Set exercise >> Copy the lines of these records word for word, leaving out the pictures.

** BEGIN Data entries **

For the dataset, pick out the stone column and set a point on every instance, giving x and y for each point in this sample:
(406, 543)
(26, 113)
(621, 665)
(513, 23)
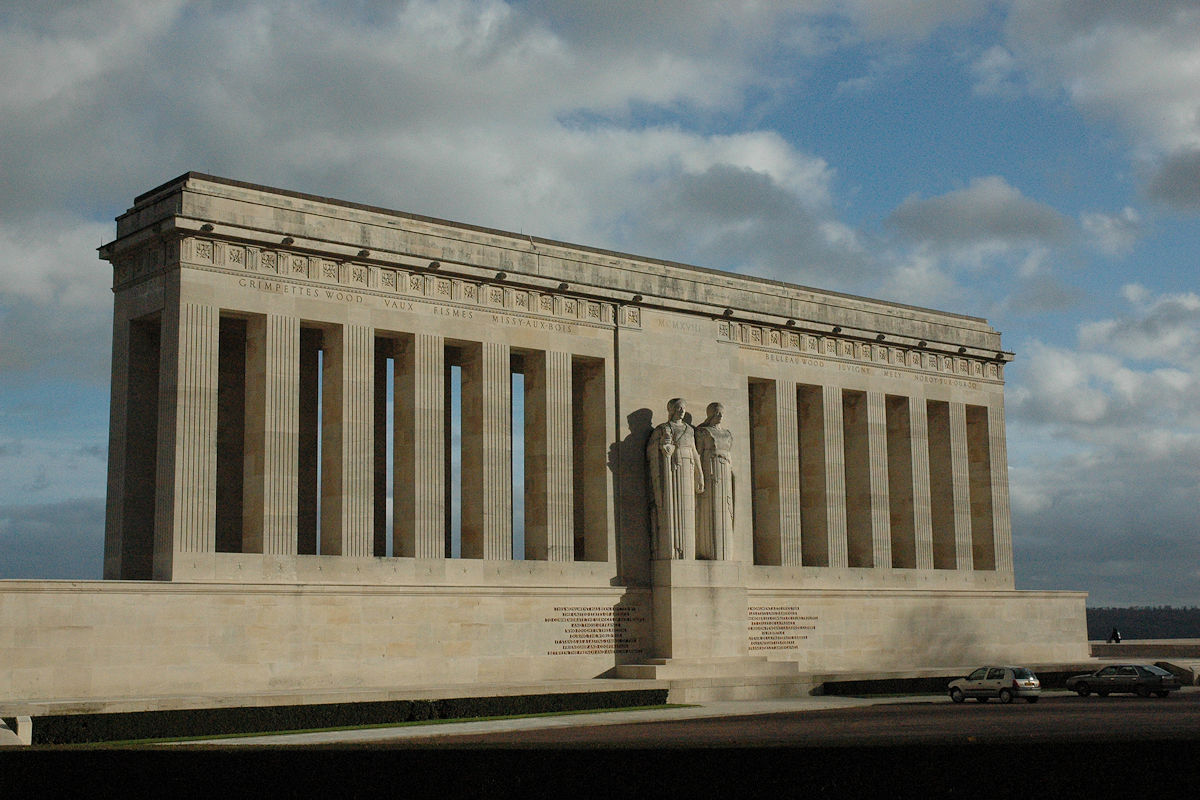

** END Data entries **

Answer for this exercise >>
For the dataset, pick out the stone column and set a point on every instance, giving x and y for each point in this sample:
(406, 543)
(26, 113)
(621, 665)
(513, 23)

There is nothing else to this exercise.